---------- Data shown ----------
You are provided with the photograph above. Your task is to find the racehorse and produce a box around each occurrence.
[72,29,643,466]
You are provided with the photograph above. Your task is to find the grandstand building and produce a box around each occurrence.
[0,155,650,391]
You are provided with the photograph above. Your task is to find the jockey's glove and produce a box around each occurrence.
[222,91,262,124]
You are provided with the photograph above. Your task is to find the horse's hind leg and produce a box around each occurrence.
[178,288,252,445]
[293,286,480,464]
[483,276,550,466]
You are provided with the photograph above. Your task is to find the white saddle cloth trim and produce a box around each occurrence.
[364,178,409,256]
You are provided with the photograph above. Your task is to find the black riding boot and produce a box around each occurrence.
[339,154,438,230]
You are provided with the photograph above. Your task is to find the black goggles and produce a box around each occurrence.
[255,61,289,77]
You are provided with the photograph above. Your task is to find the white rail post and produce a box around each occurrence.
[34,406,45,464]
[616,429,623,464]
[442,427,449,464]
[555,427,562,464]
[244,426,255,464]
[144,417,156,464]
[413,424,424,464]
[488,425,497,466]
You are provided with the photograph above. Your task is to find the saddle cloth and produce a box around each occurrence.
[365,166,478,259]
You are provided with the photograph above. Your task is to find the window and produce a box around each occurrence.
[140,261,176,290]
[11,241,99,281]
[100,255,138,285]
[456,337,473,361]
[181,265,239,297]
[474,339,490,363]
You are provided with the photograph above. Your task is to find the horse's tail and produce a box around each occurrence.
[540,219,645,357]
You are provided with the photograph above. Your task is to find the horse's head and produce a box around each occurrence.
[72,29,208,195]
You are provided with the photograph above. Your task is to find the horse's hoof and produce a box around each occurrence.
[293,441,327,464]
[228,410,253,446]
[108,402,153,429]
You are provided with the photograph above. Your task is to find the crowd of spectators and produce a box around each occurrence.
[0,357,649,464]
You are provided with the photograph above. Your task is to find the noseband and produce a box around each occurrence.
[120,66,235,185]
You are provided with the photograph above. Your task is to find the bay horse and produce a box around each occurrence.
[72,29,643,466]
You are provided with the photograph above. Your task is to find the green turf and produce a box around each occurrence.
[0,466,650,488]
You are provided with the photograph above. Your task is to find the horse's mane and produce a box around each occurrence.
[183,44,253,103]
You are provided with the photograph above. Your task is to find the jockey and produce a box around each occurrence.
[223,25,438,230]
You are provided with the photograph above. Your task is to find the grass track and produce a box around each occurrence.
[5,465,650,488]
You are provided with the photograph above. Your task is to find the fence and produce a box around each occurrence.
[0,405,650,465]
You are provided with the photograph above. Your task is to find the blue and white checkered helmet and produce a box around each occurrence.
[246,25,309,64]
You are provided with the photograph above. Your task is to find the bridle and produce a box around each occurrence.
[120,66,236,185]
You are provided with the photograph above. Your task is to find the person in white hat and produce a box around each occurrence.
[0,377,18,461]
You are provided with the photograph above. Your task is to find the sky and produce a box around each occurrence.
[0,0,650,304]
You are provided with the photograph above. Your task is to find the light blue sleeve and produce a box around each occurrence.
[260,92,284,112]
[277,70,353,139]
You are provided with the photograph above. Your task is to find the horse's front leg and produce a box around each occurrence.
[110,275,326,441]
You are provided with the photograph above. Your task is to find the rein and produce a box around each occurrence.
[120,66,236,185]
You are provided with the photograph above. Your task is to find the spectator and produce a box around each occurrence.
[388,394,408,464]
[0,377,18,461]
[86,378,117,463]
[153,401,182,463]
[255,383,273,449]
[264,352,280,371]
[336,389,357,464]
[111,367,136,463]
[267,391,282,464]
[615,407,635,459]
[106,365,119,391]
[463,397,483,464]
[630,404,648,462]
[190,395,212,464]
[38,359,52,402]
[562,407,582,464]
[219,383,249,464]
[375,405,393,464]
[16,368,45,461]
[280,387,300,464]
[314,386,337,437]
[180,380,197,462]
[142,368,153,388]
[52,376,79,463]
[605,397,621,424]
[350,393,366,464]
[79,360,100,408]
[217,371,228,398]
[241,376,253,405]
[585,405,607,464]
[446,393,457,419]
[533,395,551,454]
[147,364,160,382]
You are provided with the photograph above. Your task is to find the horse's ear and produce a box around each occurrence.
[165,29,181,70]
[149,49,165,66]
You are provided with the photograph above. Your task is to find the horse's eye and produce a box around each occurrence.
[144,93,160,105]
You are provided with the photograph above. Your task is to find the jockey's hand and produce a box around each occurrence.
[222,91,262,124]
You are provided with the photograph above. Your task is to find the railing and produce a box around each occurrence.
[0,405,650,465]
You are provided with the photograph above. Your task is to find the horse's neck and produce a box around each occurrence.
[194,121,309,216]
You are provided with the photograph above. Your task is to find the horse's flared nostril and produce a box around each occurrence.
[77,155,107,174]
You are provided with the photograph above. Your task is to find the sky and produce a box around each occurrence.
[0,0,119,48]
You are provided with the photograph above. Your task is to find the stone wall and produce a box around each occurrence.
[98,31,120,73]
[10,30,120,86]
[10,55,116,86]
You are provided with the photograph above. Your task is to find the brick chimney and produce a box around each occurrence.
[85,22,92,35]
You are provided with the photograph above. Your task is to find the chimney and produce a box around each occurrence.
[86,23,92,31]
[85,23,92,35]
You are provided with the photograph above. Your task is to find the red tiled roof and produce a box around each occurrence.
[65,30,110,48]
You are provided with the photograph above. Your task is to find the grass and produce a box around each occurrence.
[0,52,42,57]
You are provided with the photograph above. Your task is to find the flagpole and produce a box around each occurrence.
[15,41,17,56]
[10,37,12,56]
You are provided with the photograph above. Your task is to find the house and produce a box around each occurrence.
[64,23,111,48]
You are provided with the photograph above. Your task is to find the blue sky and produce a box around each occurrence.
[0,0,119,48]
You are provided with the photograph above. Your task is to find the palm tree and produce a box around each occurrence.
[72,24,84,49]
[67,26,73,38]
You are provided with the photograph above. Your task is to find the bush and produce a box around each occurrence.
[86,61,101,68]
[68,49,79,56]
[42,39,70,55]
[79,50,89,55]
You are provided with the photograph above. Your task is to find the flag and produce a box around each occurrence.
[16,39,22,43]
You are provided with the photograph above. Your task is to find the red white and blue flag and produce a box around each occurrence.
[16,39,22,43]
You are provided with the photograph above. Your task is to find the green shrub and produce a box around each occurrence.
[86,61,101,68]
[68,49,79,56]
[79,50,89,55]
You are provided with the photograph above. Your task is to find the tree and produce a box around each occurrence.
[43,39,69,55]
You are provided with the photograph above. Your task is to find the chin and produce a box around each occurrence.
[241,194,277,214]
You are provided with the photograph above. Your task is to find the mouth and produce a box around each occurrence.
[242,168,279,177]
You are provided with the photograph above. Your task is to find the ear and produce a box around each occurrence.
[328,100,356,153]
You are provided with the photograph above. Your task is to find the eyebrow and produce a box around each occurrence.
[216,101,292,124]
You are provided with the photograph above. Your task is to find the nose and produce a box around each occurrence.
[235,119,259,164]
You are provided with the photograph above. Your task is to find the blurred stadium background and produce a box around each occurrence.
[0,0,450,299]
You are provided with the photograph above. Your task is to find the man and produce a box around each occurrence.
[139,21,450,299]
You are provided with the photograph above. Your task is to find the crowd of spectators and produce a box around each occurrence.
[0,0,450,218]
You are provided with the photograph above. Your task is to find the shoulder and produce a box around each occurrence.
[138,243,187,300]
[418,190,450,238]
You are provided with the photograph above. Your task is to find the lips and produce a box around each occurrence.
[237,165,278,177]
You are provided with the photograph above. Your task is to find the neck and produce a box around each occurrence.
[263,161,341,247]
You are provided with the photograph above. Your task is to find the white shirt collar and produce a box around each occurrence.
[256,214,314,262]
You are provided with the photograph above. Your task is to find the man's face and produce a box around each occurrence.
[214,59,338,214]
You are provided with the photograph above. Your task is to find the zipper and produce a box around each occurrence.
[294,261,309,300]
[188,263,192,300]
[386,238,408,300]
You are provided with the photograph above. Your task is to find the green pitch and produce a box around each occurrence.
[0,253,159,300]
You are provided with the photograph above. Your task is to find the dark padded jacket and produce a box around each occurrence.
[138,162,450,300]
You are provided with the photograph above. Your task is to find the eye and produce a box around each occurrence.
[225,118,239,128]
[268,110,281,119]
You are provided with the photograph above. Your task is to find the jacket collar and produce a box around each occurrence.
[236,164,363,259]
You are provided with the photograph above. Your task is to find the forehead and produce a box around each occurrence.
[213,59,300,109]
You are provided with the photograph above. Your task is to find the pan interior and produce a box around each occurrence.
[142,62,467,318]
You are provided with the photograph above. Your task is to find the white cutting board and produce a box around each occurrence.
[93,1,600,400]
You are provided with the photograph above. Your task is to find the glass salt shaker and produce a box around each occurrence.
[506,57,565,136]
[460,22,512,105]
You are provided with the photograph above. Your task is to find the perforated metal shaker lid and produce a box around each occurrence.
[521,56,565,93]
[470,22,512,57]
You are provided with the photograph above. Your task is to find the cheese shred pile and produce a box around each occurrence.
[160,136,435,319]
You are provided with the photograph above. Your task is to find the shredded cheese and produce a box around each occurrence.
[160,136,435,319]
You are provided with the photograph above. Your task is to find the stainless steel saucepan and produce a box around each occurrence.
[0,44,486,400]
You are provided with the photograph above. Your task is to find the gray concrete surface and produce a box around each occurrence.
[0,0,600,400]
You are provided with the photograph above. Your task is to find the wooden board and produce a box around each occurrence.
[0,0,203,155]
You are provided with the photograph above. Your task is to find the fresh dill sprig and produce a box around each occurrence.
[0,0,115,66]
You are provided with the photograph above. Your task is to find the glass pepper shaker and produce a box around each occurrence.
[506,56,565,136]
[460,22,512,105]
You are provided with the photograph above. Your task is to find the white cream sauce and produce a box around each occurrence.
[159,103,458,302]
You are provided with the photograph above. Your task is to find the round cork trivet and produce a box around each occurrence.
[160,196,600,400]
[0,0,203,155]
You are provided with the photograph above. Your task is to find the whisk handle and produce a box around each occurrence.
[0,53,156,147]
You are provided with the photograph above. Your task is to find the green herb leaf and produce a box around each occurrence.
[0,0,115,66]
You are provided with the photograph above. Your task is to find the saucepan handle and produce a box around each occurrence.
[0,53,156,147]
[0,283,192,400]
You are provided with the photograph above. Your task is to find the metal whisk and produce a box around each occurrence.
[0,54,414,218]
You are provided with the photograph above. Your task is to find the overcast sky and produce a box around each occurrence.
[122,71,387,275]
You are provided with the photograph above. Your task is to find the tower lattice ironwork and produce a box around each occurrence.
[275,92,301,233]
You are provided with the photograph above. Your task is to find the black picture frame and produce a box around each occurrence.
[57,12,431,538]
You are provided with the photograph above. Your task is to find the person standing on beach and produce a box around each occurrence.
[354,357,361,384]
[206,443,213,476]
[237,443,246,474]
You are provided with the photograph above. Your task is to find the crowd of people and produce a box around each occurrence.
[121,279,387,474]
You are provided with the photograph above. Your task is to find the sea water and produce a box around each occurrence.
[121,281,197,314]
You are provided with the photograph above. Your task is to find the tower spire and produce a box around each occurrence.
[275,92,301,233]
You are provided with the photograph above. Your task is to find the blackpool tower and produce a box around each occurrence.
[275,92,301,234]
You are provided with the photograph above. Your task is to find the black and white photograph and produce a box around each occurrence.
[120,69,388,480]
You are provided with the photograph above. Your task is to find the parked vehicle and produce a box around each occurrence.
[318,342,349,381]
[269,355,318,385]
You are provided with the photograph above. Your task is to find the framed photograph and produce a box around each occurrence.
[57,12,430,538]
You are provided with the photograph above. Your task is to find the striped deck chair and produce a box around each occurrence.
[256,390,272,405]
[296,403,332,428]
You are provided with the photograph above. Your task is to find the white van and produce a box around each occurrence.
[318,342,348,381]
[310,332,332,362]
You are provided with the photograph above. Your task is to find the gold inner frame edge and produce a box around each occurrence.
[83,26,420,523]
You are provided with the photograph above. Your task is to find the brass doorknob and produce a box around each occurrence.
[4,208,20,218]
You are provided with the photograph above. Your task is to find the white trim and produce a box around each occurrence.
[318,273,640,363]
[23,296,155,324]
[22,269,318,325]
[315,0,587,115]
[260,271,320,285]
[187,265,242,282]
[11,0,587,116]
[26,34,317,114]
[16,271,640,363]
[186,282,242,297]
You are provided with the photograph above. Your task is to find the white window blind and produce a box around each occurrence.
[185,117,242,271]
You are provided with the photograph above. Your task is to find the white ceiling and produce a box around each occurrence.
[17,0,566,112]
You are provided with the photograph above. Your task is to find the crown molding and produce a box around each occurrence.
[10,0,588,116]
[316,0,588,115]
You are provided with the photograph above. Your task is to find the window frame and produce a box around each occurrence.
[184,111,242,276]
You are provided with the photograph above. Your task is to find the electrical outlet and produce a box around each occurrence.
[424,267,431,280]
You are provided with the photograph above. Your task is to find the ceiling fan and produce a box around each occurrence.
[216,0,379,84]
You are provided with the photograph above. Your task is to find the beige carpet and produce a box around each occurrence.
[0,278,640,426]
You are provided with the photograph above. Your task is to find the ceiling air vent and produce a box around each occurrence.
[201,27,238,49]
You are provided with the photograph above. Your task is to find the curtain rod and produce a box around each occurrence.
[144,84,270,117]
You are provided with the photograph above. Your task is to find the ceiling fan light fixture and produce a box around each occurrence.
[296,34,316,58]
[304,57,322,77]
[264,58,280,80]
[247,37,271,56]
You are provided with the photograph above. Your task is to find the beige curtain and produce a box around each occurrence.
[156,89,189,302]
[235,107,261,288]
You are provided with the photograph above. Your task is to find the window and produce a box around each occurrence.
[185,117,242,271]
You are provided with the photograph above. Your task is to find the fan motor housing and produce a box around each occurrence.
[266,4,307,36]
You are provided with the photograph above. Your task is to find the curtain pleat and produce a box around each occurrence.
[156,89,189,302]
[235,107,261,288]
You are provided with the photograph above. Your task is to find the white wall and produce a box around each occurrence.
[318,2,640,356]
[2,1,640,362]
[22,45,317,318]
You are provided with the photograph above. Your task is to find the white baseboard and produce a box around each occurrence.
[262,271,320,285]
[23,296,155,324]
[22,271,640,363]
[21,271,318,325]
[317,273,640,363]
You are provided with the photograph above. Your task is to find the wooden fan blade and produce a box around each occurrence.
----------
▸ Problem to solve
Arrange the lines from the one containing "zipper and produce a box around each occurrence." through the one containing "[268,110,281,119]" as a JSON list of strings, one string per line, with any blank lines left out.

▸ Final result
[
  "You are provided with the photograph above. Your task is to find the zipper and produce a box around each occurrence.",
  "[294,261,309,300]",
  "[188,263,192,300]",
  "[386,238,408,300]",
  "You are provided with the photograph above. Your task is to find the green pitch and produce a box around each occurrence.",
  "[0,253,159,300]",
  "You are provided with the photograph above. Your task is to find the dark padded jacket and produce a box around each occurrence.",
  "[138,162,450,300]",
  "You are provided with the photograph above. Your task is to find the eye and produce a box around each occurrence.",
  "[225,118,239,128]",
  "[268,110,281,119]"
]